## GIVEN REQUEST
Repeat every line of the listing below exactly, minus the pictures.

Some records

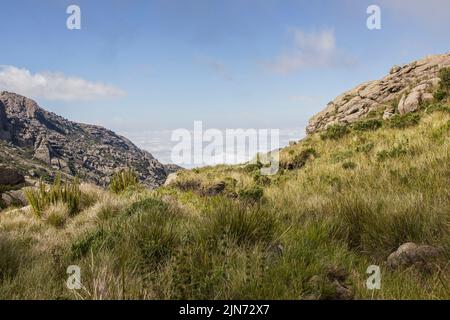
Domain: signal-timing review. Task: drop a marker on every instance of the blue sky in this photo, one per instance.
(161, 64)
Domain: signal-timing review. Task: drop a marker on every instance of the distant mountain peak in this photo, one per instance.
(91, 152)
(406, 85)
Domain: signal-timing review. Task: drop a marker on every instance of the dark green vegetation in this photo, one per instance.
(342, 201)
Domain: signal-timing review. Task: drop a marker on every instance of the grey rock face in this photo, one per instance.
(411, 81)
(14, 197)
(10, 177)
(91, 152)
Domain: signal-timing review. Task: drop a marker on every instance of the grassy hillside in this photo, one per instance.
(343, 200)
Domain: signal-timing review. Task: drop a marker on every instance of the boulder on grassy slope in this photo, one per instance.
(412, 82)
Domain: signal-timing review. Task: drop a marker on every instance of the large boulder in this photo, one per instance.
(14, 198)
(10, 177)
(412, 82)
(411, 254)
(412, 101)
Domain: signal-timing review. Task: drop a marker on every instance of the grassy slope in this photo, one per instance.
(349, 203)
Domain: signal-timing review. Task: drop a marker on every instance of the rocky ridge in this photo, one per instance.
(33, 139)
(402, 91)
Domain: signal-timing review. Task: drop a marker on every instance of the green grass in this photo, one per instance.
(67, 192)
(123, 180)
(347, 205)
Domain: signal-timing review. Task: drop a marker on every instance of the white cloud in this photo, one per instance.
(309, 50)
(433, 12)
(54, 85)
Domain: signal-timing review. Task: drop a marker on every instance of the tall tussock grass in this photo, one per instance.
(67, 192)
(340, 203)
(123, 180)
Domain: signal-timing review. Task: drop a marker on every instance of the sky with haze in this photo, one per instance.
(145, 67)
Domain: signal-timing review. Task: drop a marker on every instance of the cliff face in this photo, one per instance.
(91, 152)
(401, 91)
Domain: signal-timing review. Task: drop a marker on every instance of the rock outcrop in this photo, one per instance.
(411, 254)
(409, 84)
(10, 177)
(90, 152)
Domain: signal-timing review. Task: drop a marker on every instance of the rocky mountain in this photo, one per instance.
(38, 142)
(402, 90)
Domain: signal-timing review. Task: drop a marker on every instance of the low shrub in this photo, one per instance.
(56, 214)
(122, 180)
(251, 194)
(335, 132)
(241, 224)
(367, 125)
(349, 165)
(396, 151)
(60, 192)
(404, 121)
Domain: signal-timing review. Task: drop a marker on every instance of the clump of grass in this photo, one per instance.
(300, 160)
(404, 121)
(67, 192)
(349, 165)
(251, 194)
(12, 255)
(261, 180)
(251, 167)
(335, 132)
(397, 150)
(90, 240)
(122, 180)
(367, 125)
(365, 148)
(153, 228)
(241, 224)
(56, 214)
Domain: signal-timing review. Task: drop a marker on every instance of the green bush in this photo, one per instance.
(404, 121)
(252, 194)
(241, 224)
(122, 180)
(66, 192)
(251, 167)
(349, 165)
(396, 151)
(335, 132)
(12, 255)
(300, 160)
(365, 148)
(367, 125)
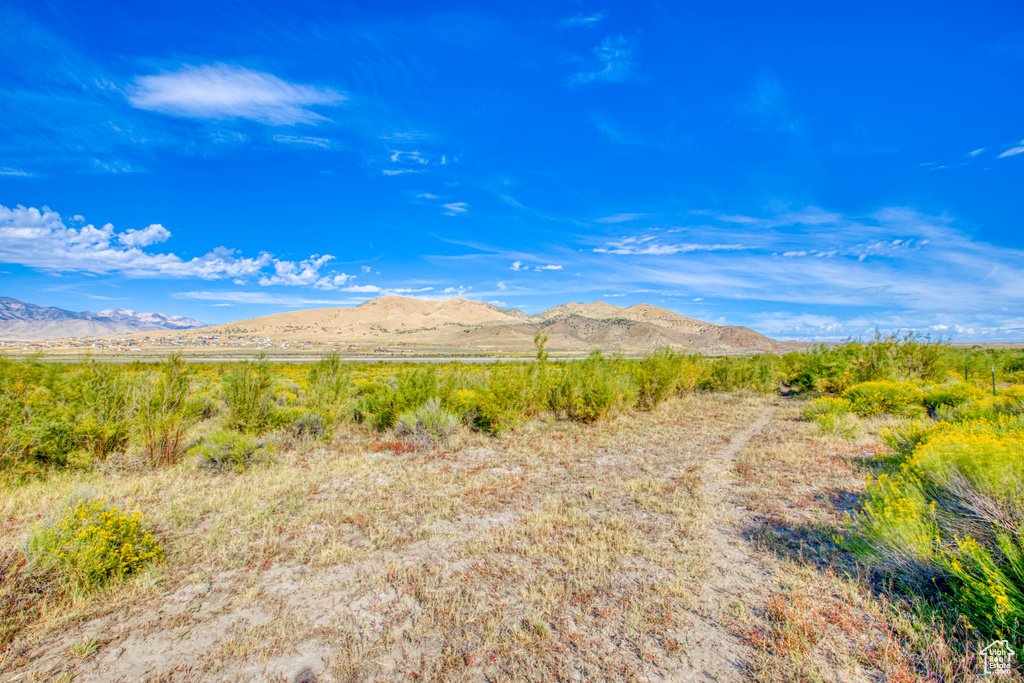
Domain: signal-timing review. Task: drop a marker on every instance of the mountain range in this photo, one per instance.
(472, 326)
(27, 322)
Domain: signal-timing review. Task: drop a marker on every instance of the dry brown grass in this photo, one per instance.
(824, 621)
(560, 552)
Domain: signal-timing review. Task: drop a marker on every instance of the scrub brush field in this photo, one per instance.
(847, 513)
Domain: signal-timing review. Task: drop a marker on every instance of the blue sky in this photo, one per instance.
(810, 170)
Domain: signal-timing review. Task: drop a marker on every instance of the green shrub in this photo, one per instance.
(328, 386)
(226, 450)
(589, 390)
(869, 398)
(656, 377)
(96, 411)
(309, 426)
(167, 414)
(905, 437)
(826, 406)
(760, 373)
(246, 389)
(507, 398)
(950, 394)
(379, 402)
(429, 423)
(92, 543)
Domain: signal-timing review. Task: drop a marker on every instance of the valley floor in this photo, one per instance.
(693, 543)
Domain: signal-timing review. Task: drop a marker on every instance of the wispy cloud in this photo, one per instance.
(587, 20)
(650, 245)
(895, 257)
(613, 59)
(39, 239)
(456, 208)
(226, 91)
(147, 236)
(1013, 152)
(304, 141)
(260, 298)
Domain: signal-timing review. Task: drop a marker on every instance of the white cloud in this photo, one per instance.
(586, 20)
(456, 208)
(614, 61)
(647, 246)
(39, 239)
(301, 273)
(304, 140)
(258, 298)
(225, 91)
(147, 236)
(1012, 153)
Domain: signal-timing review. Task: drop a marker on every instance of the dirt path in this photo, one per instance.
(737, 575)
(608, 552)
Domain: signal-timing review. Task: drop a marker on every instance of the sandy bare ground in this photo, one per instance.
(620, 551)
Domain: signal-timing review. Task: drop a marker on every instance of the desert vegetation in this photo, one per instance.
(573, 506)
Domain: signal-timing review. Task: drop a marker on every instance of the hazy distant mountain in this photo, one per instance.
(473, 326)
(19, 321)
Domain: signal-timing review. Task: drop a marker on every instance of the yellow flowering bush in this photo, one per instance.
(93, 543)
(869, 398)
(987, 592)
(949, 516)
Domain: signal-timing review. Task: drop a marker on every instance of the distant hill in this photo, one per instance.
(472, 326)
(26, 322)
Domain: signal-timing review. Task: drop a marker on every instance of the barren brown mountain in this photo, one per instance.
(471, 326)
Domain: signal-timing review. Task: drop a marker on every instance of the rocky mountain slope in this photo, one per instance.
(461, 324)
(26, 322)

## ANSWER TO THIS TASK
Domain: signal-timing review. Task: drop a marker on every instance of the blue sky in this photo, one per instance.
(161, 64)
Domain: signal-timing review. Task: drop a marker on every instance of the distant mountain peak in this photo, one per instance.
(91, 152)
(406, 85)
Domain: signal-timing review. Task: drop a marker on every instance of the dark green vegetation in this photo, one per instance.
(342, 201)
Domain: signal-timing review. Task: drop a marker on every instance of the grey rock face in this photo, one per instance.
(411, 81)
(14, 197)
(10, 177)
(91, 152)
Domain: signal-timing review. Task: drop a marker on every instance of the grassy hillside in this photo, one per instance.
(343, 200)
Domain: signal-timing review. Task: drop a marker on every instance of the boulder on grassy slope in this photo, one per instance.
(412, 82)
Domain: signal-timing review. Task: drop a marker on every instance of the large boulder in this photo, one per instance.
(14, 198)
(10, 177)
(412, 82)
(411, 254)
(412, 101)
Domain: signal-timing review. Task: drop a marker on every instance of the grassy slope in this photo, one per instance.
(349, 203)
Domain: signal-timing review. Task: drop a marker on every instance of the rocky ridge in this photo, one per instance.
(33, 139)
(402, 91)
Domain: signal-timing review. Task: drop a marker on every instance of the green grass in this photo, one per instance.
(67, 192)
(123, 180)
(347, 205)
Domain: signal-timing review. Task: drop a marker on every instance of the white cloud in this photo, one per instance.
(309, 50)
(433, 12)
(54, 85)
Domain: signal-timing review. Task: drop a marker on every instance of the tall tussock grass in this photo, one per instance.
(67, 192)
(340, 203)
(123, 180)
Domain: signal-timing review. Task: drop a marker on every instance of the sky with haze in this photo, one per instance.
(145, 67)
Domain: signal-timing review. Task: drop a marker on every instance of the cliff face in this photo, one per instance.
(91, 152)
(401, 91)
Domain: signal-timing review. Task: drop a marker on every instance of the rock outcrop in this photo, one per instance.
(411, 254)
(409, 84)
(10, 177)
(90, 152)
Domain: signal-timing review. Task: drop a marker on every instance of the rocky mountain in this photo, one per instance.
(38, 142)
(402, 90)
Domain: signal-timing review. Task: drop a marker on every instance of the low shrub in this photo, one per instance.
(56, 214)
(122, 180)
(251, 194)
(335, 132)
(241, 224)
(367, 125)
(349, 165)
(396, 151)
(60, 192)
(404, 121)
Domain: signal-timing review. Task: drop a marker on every instance of the clump of grass in this photo, one per instance.
(300, 160)
(404, 121)
(67, 192)
(349, 165)
(251, 194)
(12, 255)
(261, 180)
(251, 167)
(335, 132)
(397, 150)
(90, 240)
(122, 180)
(367, 125)
(365, 148)
(153, 228)
(241, 224)
(56, 214)
Domain: signal-timing review. Task: drop a marker on every instance of the green bush in this photo, one per instance.
(404, 121)
(252, 194)
(241, 224)
(122, 180)
(66, 192)
(251, 167)
(349, 165)
(396, 151)
(335, 132)
(12, 255)
(300, 160)
(365, 148)
(367, 125)
Domain: signal-timing review. Task: drop a marker on every instance of the mountain range in this photo, one per instance.
(472, 326)
(27, 322)
Domain: signal-timing review. Task: drop a marker on every instance of the dry brown grass in this photo, one per instance.
(824, 621)
(560, 552)
Domain: signal-timing review. Task: drop a marker on every instance of the scrub brush field in this photo, one per instance.
(847, 513)
Domain: signal-timing review. Task: drop a marker on every instance of the blue sky in this photo, one per instance.
(810, 170)
Domain: signal-timing review. Task: drop a marker on every instance of the green shrub in this photo, one per instance.
(328, 386)
(226, 450)
(589, 390)
(869, 398)
(656, 377)
(96, 411)
(309, 426)
(167, 414)
(905, 437)
(826, 406)
(760, 373)
(246, 389)
(507, 398)
(950, 394)
(379, 402)
(429, 423)
(92, 543)
Domain: signal-timing review. Task: drop a marker on every instance of the valley floor in this photo, one per instance.
(693, 543)
Domain: signal-timing review. Task: drop a marker on every instance of the wispy cloud in this photo, one per instance.
(587, 20)
(650, 245)
(895, 257)
(613, 59)
(39, 239)
(456, 208)
(226, 91)
(147, 236)
(1013, 152)
(304, 141)
(260, 298)
Domain: signal-timing review. Task: drop a marker on every instance of the white cloud in this photo, one per instance.
(586, 20)
(456, 208)
(614, 61)
(647, 246)
(39, 239)
(301, 273)
(304, 140)
(258, 298)
(225, 91)
(147, 236)
(1012, 153)
Domain: signal-timing review. Task: drop a marker on every instance of the dirt path in this photo, one per instance.
(737, 575)
(608, 552)
Domain: signal-timing review. Task: drop a marker on every instance of the sandy bare ground in this photo, one per instance.
(620, 551)
Domain: signal-timing review. Task: drop a marker on every instance of the desert vegetation in this photo, one per instance.
(573, 506)
Domain: signal-timing review. Task: drop a marker on every instance of the hazy distant mountain in this photo, one per instance.
(473, 326)
(19, 321)
Domain: signal-timing review. Task: drop a marker on every instance of the yellow flowering bush in this photo, one per instance.
(93, 543)
(869, 398)
(987, 592)
(949, 516)
Domain: signal-timing review. Task: drop a marker on every instance of the distant hill in this photo, one per instance.
(472, 326)
(26, 322)
Domain: signal-timing review. Task: drop a marker on every instance of the barren brown mountain in this photo, one per instance.
(471, 326)
Domain: signal-timing review. Task: drop a marker on every instance of the rocky mountain slope in this photo, one per instance.
(461, 324)
(26, 322)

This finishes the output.